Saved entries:
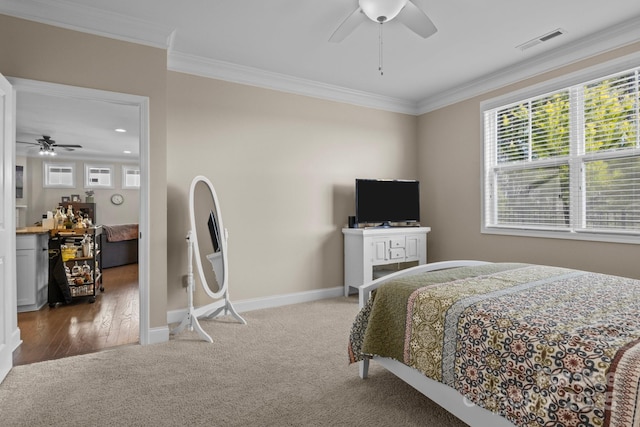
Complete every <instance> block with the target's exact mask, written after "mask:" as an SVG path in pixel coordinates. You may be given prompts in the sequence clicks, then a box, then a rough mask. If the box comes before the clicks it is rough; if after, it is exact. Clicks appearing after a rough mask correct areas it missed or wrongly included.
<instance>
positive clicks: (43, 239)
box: [16, 233, 49, 312]
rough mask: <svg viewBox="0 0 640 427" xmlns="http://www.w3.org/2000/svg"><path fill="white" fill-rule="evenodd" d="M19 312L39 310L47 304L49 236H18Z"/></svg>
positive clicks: (18, 292)
mask: <svg viewBox="0 0 640 427" xmlns="http://www.w3.org/2000/svg"><path fill="white" fill-rule="evenodd" d="M16 278H17V299H18V312H23V311H35V310H39V309H40V308H41V307H42V306H43V305H45V304H46V302H47V293H48V285H49V234H48V233H39V234H18V235H16Z"/></svg>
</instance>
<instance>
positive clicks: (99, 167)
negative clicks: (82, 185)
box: [84, 164, 113, 188]
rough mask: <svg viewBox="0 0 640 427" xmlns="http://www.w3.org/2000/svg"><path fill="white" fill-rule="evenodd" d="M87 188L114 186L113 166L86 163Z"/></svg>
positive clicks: (100, 187)
mask: <svg viewBox="0 0 640 427" xmlns="http://www.w3.org/2000/svg"><path fill="white" fill-rule="evenodd" d="M84 186H85V188H113V166H108V165H106V166H105V165H100V166H96V165H89V164H85V165H84Z"/></svg>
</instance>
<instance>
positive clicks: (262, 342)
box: [0, 297, 466, 427]
mask: <svg viewBox="0 0 640 427" xmlns="http://www.w3.org/2000/svg"><path fill="white" fill-rule="evenodd" d="M357 311H358V304H357V298H355V297H350V298H333V299H327V300H322V301H315V302H310V303H304V304H296V305H290V306H285V307H278V308H271V309H265V310H256V311H252V312H245V313H242V316H243V317H244V318H245V319H246V320H247V323H248V324H247V325H241V324H239V323H236V322H235V320H233V319H232V318H230V317H229V318H227V317H223V318H218V319H213V320H205V321H201V324H202V325H203V328H204V329H205V330H206V331H207V332H208V333H209V334H210V335H211V336H212V338H213V340H214V343H213V344H209V343H206V342H204V341H201V340H200V339H199V338H198V336H197V334H196V333H195V332H189V331H186V332H182V333H180V334H178V335H176V336H172V337H171V339H170V341H169V342H166V343H162V344H155V345H148V346H140V345H131V346H124V347H118V348H114V349H110V350H105V351H102V352H99V353H94V354H87V355H81V356H74V357H69V358H65V359H59V360H52V361H46V362H40V363H34V364H31V365H23V366H17V367H15V368H14V369H13V370H12V371H11V372H10V373H9V375H8V376H7V378H6V379H5V381H4V382H3V383H2V384H1V385H0V424H1V425H2V426H179V425H180V426H438V427H463V426H465V425H466V424H464V423H462V422H461V421H459V420H458V419H457V418H455V417H453V416H452V415H451V414H449V413H448V412H446V411H444V410H443V409H441V408H440V407H439V406H437V405H436V404H434V403H433V402H431V401H430V400H429V399H427V398H426V397H424V396H423V395H421V394H420V393H418V392H417V391H415V390H414V389H413V388H412V387H410V386H408V385H406V384H405V383H403V382H402V381H400V380H399V379H397V378H396V377H395V376H394V375H392V374H390V373H388V372H387V371H386V370H384V369H383V368H381V367H380V366H378V365H376V364H375V363H372V364H371V368H370V375H369V378H368V379H367V380H361V379H360V378H359V377H358V366H357V365H349V364H348V359H347V350H346V349H347V340H348V335H349V329H350V327H351V323H352V321H353V319H354V317H355V315H356V313H357Z"/></svg>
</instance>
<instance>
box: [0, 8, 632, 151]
mask: <svg viewBox="0 0 640 427" xmlns="http://www.w3.org/2000/svg"><path fill="white" fill-rule="evenodd" d="M414 2H415V3H416V4H417V5H418V6H419V7H421V8H422V9H423V10H424V11H425V12H426V13H427V15H428V16H429V17H430V18H431V20H432V21H433V23H434V24H435V25H436V27H437V28H438V32H437V33H436V34H435V35H433V36H431V37H429V38H427V39H422V38H421V37H419V36H417V35H416V34H414V33H412V32H411V31H409V30H408V29H407V28H405V27H404V26H402V25H401V24H399V23H398V22H395V21H391V22H389V23H386V24H384V26H383V30H384V38H383V42H384V43H383V64H384V75H380V72H379V71H378V64H379V36H378V35H379V24H376V23H374V22H365V23H363V24H362V25H361V26H360V27H358V28H357V29H356V31H355V32H354V33H352V34H351V35H350V36H348V37H347V38H346V39H345V40H343V41H342V42H341V43H330V42H328V39H329V37H330V36H331V34H332V33H333V32H334V31H335V29H336V28H337V27H338V25H339V24H340V23H341V22H342V21H343V20H344V19H345V18H346V17H347V16H348V15H349V14H350V13H351V12H352V11H353V10H354V9H355V8H356V7H357V4H358V2H357V0H268V1H266V0H190V1H186V2H185V1H175V0H135V1H132V0H110V1H104V0H46V1H45V0H0V13H4V14H8V15H12V16H17V17H21V18H26V19H30V20H35V21H39V22H44V23H48V24H52V25H57V26H62V27H65V28H71V29H75V30H79V31H85V32H90V33H93V34H99V35H104V36H107V37H113V38H117V39H121V40H127V41H133V42H136V43H142V44H145V45H150V46H156V47H160V48H165V49H167V51H168V58H167V60H168V67H169V69H170V70H175V71H181V72H187V73H193V74H198V75H204V76H209V77H214V78H219V79H223V80H229V81H235V82H239V83H245V84H250V85H256V86H261V87H268V88H273V89H277V90H284V91H288V92H294V93H300V94H305V95H310V96H316V97H321V98H326V99H333V100H338V101H342V102H349V103H353V104H358V105H365V106H369V107H373V108H380V109H384V110H389V111H398V112H404V113H408V114H421V113H424V112H426V111H430V110H433V109H435V108H439V107H442V106H444V105H447V104H450V103H453V102H457V101H459V100H462V99H465V98H468V97H471V96H474V95H477V94H479V93H482V92H484V91H486V90H490V89H492V88H496V87H499V86H502V85H504V84H507V83H512V82H515V81H518V80H521V79H524V78H527V77H530V76H532V75H535V74H538V73H541V72H544V71H548V70H551V69H553V68H556V67H558V66H561V65H564V64H567V63H571V62H575V61H577V60H580V59H583V58H586V57H589V56H593V55H595V54H598V53H601V52H604V51H606V50H609V49H612V48H615V47H619V46H624V45H627V44H629V43H633V42H636V41H638V40H640V1H638V0H610V1H607V2H602V0H538V1H521V0H485V1H471V0H466V1H462V0H448V1H436V0H415V1H414ZM556 29H562V30H563V31H564V32H565V34H563V35H562V36H560V37H557V38H554V39H552V40H550V41H547V42H545V43H541V44H538V45H536V46H534V47H531V48H529V49H526V50H524V51H523V50H521V49H519V48H518V46H520V45H522V44H524V43H527V42H528V41H530V40H532V39H535V38H538V37H540V36H543V35H545V34H547V33H549V32H552V31H554V30H556ZM25 106H26V104H25ZM18 108H20V105H19V106H18ZM44 116H46V114H45V115H44ZM18 119H19V120H20V116H18ZM32 119H33V121H31V122H30V123H31V125H32V129H31V131H32V133H34V134H35V133H36V132H35V130H36V129H34V128H36V127H38V122H37V118H36V117H32ZM54 130H57V129H52V131H51V133H53V131H54ZM44 131H45V130H42V132H44ZM42 132H37V133H38V134H40V133H42ZM52 136H53V137H55V138H54V139H57V140H58V141H59V143H72V142H70V140H64V141H63V139H62V138H60V137H58V136H57V135H54V134H52ZM65 138H66V136H65ZM83 145H89V141H87V142H85V143H84V144H83Z"/></svg>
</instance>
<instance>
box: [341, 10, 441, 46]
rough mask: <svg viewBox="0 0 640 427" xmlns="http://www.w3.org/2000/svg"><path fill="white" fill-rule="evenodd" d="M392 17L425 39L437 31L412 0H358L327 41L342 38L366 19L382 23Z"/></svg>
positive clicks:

ASSIGNMENT — Among the lines of the data above, count those containing the word "rough" and report the total alone.

RESPONSE TO THIS TASK — 4